*WHAT YOU WILL DO*:
1. Summarize the college advice text in two sentences.
2. List every Federal Stafford Loan aggregate limit given in the college advice text, with the dollar amount and the borrower category for each.
*** Opening of PASSAGE PROVIDED ***
For me, I was lucky enough to land two amazing opportunities, but it wasn’t until my last two semesters of college that I had the information I needed to go through with the internship process.
If you are unsure of how to go about applying for internships, stop by the career services center on campus and they will be able to direct you to the next leading resource.
FAFSA will run out
When I tell you that I wish I knew the in’s and out’s of FAFSA before cashing my first refund check, I really mean that! I did not know that there are limitations to how much aid you get based on how many semesters you’ve been enrolled.
Usually, there are limits to how much money you can receive in financial aid. Most federal student financial aid and even private student loans have aggregate limits. These total, combined limits cannot be passed.
For example, the Federal Stafford Loan comes with the following aggregate limits:
- $31,000 (Dependent, Undergraduate Borrowing Limits)
- $57,500 (Independent, Undergraduate Borrowing Limits)
- $138,500 (Including Graduate/Law & Undergraduate Borrowing Limits)
However, the Federal PLUS Loan for graduate students and parents of undergrad students comes with no aggregate limits.
Click here for more details.
Maximum meal plans are NOT needed
Each semester you will have the option to change your meal plan. Now, of course, you won’t know this if you’re a newbie but over time you will see that universities are just like any other business and that every dollar counts.
For example. Millersville starts students out with 19 meals a week with $150 in flex cash (flexible spending). That’s three meals a day for six days with one meal on Sunday.
*** Close of PASSAGE PROVIDED ***
*** Opening of EXCERPTED RECORDS ***
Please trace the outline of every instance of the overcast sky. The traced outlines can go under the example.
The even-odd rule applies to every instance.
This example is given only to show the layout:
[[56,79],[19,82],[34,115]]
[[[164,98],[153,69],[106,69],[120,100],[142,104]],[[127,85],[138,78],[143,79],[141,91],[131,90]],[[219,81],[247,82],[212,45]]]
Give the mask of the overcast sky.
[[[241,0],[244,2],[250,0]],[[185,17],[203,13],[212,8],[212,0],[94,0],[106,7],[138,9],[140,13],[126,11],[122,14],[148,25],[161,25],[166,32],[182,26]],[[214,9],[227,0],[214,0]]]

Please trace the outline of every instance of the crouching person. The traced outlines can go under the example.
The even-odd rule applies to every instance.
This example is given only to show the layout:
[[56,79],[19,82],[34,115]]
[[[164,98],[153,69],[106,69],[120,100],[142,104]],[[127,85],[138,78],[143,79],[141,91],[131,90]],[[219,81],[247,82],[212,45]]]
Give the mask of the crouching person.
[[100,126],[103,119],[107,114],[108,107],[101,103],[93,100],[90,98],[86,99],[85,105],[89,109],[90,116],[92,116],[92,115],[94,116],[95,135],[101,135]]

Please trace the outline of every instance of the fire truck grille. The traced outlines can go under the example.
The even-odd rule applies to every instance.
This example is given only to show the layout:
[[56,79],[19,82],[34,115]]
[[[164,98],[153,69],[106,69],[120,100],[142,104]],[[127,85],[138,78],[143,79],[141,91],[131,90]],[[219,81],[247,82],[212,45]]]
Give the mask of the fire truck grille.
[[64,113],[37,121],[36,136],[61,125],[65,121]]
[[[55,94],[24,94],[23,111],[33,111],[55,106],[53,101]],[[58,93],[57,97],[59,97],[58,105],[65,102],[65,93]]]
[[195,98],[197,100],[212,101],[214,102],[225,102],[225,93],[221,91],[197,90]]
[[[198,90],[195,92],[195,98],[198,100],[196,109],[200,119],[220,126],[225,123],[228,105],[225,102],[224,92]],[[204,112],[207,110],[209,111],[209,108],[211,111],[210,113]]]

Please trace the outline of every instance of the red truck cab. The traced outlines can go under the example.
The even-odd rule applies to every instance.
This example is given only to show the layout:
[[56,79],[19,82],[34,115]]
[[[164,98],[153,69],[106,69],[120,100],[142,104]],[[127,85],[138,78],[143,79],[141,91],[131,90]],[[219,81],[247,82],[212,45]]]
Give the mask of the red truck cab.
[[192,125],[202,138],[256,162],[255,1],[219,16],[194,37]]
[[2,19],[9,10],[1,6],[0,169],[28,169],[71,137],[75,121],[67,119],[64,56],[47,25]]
*** Close of EXCERPTED RECORDS ***
*RESULTS*:
1. The college advice text recommends visiting the campus career services center for help with internship applications and warns that most federal student financial aid and even private student loans have aggregate limits, such as those of the Federal Stafford Loan, although the Federal PLUS Loan has none. It also notes that students can change their meal plan each semester, citing Millersville's starting plan of 19 meals a week with $150 in flex cash.

2.
- $31,000: Dependent, Undergraduate Borrowing Limits
- $57,500: Independent, Undergraduate Borrowing Limits
- $138,500: Including Graduate/Law & Undergraduate Borrowing Limits